*** Source passage
Leader of Independents for Canberra
- In office 29 January 2024 – 5 February 2025
- Preceded by: New party
- Succeeded by: Vacant

Personal details
- Born: 1993 (age 32–33)
- Party: Independent (2025–present) Independents for Canberra (2024−2025)
- Other political affiliations: David Pocock (2022)
- Relations: Craig Emerson (father)

= Thomas Emerson (politician) =

Australian politician (born 1993)

Thomas Emerson (born 1993) is an Australian politician who has served as a member for the seat of Kurrajong in the Australian Capital Territory Legislative Assembly since October 2024. He previously served as the leader of Independents for Canberra (IFC), the party he co-founded, from January 2024 until resigning in February 2025.

==Early life==
From the age of 16, Emerson spent seven years with chronic hip, lower back and shoulder problems. After graduating with a philosophy degree from the Australian National University (ANU) in 2017, he founded Praksis, a Canberra-based movement studio.

==Political career==
During the 2022 federal election, Emerson volunteered for independent candidate David Pocock. After Pocock was successful in his election as an ACT senator, Emerson began to work for him as an advisor.

In January 2024, Emerson co-founded Independents for Canberra (IFC) ahead of the 2024 ACT election. On 31 May, IFC announced Emerson and Sara Poguet as the party's lead candidates for the electorate of Kurrajong. Emerson, along with Fiona Carrick (who contested with her own Fiona Carrick Independent party) became the first independents elected to the Australian Capital Territory Legislative Assembly in 23 years.

Emerson resigned from IFC on 5 February 2025.

==Personal life==
Emerson's father is Craig Emerson, who served as the federal Minister for Small Business and Minister for Trade and Competitiveness in the Rudd-Gillard government.
******
*** Data for analysis
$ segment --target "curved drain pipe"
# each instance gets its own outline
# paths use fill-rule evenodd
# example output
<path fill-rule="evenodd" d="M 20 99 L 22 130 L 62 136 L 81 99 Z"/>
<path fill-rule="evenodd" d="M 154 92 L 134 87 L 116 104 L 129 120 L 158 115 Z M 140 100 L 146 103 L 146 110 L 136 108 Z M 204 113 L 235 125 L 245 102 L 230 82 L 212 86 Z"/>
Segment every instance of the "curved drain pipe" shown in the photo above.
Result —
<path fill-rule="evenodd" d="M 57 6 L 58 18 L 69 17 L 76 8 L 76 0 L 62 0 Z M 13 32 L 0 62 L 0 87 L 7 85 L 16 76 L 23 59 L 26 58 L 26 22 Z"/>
******
*** Data for analysis
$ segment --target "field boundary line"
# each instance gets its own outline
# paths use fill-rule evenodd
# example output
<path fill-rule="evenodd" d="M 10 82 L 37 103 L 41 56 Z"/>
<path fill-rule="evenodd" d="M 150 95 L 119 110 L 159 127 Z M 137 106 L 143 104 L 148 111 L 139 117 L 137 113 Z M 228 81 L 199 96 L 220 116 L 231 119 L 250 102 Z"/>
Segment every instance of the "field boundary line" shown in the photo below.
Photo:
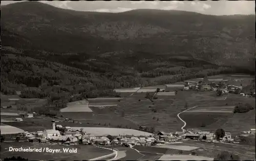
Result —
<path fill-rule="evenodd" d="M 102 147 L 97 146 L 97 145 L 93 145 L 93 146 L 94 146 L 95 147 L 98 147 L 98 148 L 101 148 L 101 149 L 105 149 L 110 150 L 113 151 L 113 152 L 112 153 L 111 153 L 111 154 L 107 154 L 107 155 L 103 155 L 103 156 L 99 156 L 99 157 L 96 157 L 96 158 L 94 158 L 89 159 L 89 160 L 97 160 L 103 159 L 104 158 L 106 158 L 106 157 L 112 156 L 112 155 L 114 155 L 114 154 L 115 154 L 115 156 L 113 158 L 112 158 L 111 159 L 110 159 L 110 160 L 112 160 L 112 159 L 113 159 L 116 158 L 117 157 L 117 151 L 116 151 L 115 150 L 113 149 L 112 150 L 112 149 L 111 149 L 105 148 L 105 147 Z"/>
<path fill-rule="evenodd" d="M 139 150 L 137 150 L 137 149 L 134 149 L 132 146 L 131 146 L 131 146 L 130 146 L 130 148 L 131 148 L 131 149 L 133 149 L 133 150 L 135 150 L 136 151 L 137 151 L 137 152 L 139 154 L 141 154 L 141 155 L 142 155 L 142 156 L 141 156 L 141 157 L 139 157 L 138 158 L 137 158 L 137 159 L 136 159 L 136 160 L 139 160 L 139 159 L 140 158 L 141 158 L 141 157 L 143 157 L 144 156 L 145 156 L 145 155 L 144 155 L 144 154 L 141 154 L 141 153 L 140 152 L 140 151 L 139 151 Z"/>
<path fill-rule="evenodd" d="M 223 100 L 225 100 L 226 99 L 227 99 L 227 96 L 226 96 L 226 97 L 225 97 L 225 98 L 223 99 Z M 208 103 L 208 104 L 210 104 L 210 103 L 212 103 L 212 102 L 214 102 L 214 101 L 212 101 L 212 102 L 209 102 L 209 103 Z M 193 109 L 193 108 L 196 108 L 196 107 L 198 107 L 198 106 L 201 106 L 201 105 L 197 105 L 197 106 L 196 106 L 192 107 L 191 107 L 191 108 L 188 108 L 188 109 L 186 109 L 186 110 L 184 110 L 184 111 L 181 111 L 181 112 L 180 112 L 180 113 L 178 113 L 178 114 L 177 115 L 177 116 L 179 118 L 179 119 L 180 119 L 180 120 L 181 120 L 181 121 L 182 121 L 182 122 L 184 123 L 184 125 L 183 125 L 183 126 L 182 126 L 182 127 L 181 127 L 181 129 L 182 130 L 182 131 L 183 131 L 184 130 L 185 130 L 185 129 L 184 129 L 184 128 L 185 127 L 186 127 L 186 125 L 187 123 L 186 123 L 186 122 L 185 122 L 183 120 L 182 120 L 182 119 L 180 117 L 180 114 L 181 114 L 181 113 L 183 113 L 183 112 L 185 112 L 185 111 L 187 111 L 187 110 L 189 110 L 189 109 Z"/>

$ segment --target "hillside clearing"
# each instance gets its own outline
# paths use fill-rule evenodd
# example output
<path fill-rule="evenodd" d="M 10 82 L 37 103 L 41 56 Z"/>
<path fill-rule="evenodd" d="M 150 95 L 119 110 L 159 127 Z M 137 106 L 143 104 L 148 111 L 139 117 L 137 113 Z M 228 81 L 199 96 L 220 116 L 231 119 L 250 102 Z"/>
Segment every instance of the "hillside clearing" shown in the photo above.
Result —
******
▶ [Exercise requirements]
In the profile of Thomas Emerson, what business did he found after graduating from the Australian National University?

▶ [Reply]
Praksis, a Canberra-based movement studio.